===== TRECHO FORNECIDO

Vai daí peço vênia para compartilhar convosco a mais recente e insuportável dor que me acomete, tentando ameaçar a minha reta de chegada, logo agora, quando estou a poucos quilômetros de completar o meu desafio de sessentão, que é totalizar, ao longo deste ano, distância equivalente à de sessenta maratonas.
Pode deixar que eu faço a conta: 60 vezes 42,2 quilômetros resultam em 2.532 quilômetros. Se conseguir, será para mim recorde mundial pessoal interplanetário e intergaláxico de várias gerações. Como disse em meu primeiro livro de corridas, o “MARATONANDO”, venho de uma estirpe de sedentários, gloriosa linhagem de gente especializada em viver a vida como podia sem fazer grandes marolas e sem inventar correrias.
Hoje de manhã faltavam menos de noventa quilômetros para eu atingir a meta. Saí para o treino, portanto, entusiasmado com a perspectiva de chegar mais perto de meu objetivo. E a manhã estava gloriosa, com os termômetros da rua marcando, às 6h30, meros 16 graus. Dia especial para correr.
E me fui! Aproveitando o clima, tratei de fazer blocos de três quilômetros, combinando 2.700 metros correndo e 300 metros caminhando. É uma forma preconizada pelo já citado Alexandre Blass para reduzir riscos de lesões ao mesmo tempo em que proporciona a possibilidade de treinos mais longos ou mais intensos (em blocos mais curtos).

==========

### TAREFAS
1. Traduza para o inglês esta frase do relato sobre corrida: "Hoje de manhã faltavam menos de noventa quilômetros para eu atingir a meta."
2. Indique se cada afirmação concorda com o relato sobre corrida, respondendo sim ou não e citando as palavras decisivas do relato: (a) O desafio equivale a percorrer, ao longo do ano, a distância de sessenta maratonas. (b) Às 6h30, os termômetros da rua marcavam 26 graus. (c) Cada bloco de treino combinava 2.700 metros correndo e 300 metros caminhando.
3. Dê sequência ao relato sobre corrida, começando logo após a última frase apresentada.

===== DADOS FORNECIDOS

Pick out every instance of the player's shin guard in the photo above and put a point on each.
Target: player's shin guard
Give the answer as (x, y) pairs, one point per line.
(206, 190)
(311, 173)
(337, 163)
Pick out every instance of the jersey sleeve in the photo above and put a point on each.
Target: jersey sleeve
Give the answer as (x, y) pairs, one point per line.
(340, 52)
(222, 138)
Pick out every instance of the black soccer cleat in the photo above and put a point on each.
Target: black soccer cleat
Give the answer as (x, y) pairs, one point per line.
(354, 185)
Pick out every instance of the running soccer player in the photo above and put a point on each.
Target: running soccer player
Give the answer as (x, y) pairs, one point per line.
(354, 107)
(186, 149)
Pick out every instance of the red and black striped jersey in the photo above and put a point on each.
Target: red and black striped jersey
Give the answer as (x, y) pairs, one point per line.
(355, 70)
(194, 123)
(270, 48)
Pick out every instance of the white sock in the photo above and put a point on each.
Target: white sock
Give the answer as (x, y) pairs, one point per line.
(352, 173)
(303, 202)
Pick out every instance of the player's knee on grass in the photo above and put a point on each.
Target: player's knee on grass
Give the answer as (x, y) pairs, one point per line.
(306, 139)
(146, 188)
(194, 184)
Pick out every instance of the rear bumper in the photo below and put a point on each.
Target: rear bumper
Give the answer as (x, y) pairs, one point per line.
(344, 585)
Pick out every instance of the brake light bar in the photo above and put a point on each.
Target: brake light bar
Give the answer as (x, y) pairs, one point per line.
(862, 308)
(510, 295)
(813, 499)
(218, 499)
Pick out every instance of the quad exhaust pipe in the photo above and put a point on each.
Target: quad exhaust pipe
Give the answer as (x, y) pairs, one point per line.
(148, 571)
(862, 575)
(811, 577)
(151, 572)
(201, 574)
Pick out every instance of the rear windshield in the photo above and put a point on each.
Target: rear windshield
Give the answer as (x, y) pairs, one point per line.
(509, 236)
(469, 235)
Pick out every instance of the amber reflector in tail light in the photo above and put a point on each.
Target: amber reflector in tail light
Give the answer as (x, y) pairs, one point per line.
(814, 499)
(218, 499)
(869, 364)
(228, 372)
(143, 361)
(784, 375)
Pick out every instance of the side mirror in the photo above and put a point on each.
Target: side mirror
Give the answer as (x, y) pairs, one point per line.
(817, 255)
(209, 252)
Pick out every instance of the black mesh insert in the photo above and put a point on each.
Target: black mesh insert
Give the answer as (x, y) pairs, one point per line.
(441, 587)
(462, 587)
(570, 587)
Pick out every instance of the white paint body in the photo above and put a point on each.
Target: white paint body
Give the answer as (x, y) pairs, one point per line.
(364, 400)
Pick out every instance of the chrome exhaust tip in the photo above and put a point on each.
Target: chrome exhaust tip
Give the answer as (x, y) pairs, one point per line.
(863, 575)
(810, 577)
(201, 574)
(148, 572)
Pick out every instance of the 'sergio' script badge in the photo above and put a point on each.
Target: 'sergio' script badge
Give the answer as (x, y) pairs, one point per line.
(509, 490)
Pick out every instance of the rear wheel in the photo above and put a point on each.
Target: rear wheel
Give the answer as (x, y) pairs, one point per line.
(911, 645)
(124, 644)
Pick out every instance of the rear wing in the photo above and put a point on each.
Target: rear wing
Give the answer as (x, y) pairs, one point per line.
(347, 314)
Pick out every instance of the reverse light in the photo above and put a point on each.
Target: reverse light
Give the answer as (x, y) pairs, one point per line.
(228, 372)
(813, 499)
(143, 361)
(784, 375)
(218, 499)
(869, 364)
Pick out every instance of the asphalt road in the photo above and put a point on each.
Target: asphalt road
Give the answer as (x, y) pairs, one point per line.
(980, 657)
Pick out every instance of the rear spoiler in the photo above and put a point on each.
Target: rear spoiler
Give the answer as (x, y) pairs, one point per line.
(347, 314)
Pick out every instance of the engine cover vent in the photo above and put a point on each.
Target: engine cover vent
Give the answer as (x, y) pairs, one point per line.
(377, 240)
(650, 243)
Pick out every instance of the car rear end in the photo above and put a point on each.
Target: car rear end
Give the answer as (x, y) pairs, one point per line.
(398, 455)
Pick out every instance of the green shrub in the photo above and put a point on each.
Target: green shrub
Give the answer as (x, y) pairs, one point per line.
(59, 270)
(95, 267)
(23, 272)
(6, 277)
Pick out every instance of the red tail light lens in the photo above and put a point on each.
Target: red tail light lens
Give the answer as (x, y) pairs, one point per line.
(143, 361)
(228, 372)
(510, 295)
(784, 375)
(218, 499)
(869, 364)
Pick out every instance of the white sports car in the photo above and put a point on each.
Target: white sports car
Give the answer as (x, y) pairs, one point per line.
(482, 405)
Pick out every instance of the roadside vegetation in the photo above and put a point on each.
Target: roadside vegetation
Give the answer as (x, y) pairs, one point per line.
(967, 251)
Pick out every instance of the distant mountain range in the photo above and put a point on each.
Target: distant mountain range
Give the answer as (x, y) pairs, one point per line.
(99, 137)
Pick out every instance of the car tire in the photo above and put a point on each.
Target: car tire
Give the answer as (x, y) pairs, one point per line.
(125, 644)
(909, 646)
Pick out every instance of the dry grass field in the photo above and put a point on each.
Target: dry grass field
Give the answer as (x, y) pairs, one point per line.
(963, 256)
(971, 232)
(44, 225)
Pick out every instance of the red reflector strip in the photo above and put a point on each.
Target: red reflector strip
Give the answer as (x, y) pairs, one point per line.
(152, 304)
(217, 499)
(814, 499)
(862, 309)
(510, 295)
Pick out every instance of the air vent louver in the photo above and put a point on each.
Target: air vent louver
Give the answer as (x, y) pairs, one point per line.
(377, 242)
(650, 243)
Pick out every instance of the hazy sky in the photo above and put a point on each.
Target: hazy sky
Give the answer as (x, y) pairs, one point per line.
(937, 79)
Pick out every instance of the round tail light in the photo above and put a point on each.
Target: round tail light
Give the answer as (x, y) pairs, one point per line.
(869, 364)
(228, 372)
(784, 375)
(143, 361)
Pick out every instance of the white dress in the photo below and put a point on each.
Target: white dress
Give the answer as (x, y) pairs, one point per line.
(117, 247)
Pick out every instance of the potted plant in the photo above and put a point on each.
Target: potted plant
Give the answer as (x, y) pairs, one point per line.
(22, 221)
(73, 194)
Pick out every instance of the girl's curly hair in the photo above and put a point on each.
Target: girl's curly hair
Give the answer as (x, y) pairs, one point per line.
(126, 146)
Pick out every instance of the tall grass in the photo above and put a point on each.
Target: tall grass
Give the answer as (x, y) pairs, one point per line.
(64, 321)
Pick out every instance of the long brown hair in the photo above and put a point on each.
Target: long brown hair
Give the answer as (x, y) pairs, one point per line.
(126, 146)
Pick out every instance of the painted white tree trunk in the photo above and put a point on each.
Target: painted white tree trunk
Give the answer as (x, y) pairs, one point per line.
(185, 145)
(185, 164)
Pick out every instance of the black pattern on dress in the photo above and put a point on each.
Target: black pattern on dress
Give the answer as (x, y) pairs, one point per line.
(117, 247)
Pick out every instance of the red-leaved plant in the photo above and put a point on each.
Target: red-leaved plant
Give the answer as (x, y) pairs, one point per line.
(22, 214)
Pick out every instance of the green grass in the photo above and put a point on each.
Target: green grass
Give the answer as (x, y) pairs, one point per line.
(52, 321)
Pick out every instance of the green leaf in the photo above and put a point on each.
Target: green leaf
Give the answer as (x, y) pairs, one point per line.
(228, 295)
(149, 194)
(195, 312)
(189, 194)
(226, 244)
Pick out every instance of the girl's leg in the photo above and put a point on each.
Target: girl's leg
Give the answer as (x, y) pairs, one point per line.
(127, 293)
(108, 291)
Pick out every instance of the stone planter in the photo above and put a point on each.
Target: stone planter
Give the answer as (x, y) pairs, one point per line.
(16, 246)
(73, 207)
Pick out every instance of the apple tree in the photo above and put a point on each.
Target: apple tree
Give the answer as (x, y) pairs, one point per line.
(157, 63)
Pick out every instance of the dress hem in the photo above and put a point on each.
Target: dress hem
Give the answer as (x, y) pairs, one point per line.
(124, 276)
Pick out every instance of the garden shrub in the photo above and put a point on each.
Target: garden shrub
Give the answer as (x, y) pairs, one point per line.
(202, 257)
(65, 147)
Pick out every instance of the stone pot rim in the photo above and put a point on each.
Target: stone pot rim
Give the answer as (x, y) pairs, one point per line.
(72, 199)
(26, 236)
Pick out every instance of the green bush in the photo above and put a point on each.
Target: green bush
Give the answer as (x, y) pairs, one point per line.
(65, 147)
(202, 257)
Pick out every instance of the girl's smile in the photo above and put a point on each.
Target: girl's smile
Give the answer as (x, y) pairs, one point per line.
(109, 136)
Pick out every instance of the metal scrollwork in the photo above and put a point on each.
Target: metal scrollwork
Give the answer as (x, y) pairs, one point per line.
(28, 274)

==========

### RESPOSTAS POR ITEM
1. This morning I had less than ninety kilometers left to reach my goal.

2.
(a) Sim: "totalizar, ao longo deste ano, distância equivalente à de sessenta maratonas".
(b) Não: "os termômetros da rua marcando, às 6h30, meros 16 graus".
(c) Sim: "combinando 2.700 metros correndo e 300 metros caminhando".

3.
Está dando certo. Neste ano não tive nenhuma lesão importante, apesar do, para meus padrões, alto volume realizado. E houve intensidade também: no final de maio e início de junho, corri três meias maratonas em três finais de semana seguidos.
Mas dores senti e sinto. Hoje, por exemplo, do nada, me agulhou o posterior da coxa direita. Não me lembro de ter feito nenhum movimento brusco, aberto a passada, acelerado ou reduzido de sopetão. Nada. Mesmo assim,  quando passava um pouco dos sete quilômetros de jornada e eu já estava perto dos portões da Cidade Universitária, a perna gemeu, a coxa estrilou: o velho aqui mancou.
Fiz o que faço sempre quando surge alguma dor durante a corrida. Primeiro, paro, penso, sinto, tento identificar o que aconteceu e avaliar o risco de continuar. Em geral, como fiz hoje, sigo caminhando por algumas centenas de metros e depois tento correr.
Cada passo foi sofrido, mas possível. Inteirei oito quilômetros, o que é melhor do que nada, já dentro do território uspiano. Confiando no descanso, tentei correr. DOR! Então abortei o treino e peguei um ônibus para voltar e fazer o tratamento doméstico mais imediato.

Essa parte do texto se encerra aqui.